Begin QUOTED TEXT
I had to mention this topic, as it was reported as a bug. It is not, the bug is people using JP (HL) format. As my disassembler is not generated table based, but parsing opcodes on byte level, the logical way - JP HL - is used. If you tried to modify this, the prefixed version would turn out to be JP (IX+d) which would be incorrect then.

Another similar anomaly is having the "ALU" group of opcodes "A" as the first parameter for some opcodes, but not for the other. From view point of the logic, it's totally meaningless, my disassembler won't generate "A" ever, so no ADD A,B but only ADD B. Yes, SJasm supports this.

There is some oddify how Z80 assembly syntax tries to explain some situations. Consider this:

LD somereg, label
LD somereg, (label)

It's clear what is the difference, but it's easy to mess this up by mistake. Some Z80 assemblers supports syntax like:

LD somereg, #data

To signal with '#' about the immediate data (anot not memory reference). However I'm using the "standard" way.

SJasm allowes syntax about [...] instead of (...) is not supported. The purpose (I guess) of SJasm's [...] is the way to avoid situations where (...) is used mathematically and not meant to sign the memory reference ... ?

NAMING THE PROJECT

I should start to thing about a better name for the project because the original intent of the converter was a simple "list EP BASIC programs as text", but now it handled multiple header types, it has some kind of intelligent disassembler, it does character set conversions, helps to create HTML references of charsets and internal program flow for both of BASIC and ML parts. Now, even IS-FORTH and WP are supported.
End QUOTED TEXT
• _PROBLEM SET_:
1 > In the post on Z80 disassembler syntax, list the assembly instructions that are set on their own lines.
2 > Reproduce the part of the post on Z80 disassembler syntax starting at "I had to mention" and ending at "be incorrect then.".
3 > In the post on Z80 disassembler syntax, what does the disassembler output in place of ADD A,B?
Begin LISTED RECORDS
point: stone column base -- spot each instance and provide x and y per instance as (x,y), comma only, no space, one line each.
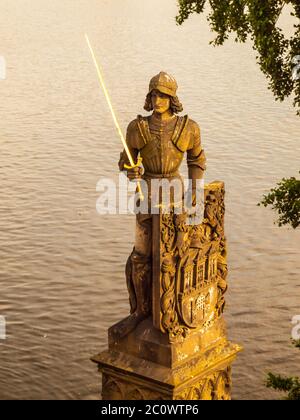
(205,377)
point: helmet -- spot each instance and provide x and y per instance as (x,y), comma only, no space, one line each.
(164,83)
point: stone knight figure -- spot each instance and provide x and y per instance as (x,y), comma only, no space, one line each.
(161,140)
(173,345)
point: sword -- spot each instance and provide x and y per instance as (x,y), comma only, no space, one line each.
(102,84)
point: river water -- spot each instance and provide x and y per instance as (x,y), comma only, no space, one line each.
(62,264)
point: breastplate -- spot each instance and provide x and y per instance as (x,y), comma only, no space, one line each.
(160,155)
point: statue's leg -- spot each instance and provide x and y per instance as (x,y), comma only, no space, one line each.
(139,277)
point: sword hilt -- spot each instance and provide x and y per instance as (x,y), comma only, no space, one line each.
(137,164)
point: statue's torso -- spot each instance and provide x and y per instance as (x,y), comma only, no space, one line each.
(161,156)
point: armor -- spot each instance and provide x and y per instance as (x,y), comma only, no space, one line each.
(162,143)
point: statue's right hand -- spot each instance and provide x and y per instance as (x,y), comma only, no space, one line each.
(134,174)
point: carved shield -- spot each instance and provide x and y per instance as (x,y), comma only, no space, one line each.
(197,292)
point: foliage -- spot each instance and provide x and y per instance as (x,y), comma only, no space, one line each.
(285,199)
(289,385)
(257,20)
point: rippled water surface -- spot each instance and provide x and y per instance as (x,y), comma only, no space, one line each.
(62,281)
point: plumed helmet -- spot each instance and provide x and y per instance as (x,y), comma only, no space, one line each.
(164,83)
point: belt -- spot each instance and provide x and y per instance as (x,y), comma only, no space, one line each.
(170,175)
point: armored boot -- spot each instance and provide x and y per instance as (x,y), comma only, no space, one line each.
(138,276)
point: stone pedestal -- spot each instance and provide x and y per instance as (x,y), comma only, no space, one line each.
(180,351)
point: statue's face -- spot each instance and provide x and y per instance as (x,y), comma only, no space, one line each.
(160,102)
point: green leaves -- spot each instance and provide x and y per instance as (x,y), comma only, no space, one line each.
End LISTED RECORDS
• _ANSWERS PROVIDED_:
1 >
LD somereg, label
LD somereg, (label)
LD somereg, #data

2 >
I had to mention this topic, as it was reported as a bug. It is not, the bug is people using JP (HL) format. As my disassembler is not generated table based, but parsing opcodes on byte level, the logical way - JP HL - is used. If you tried to modify this, the prefixed version would turn out to be JP (IX+d) which would be incorrect then.

3 > ADD B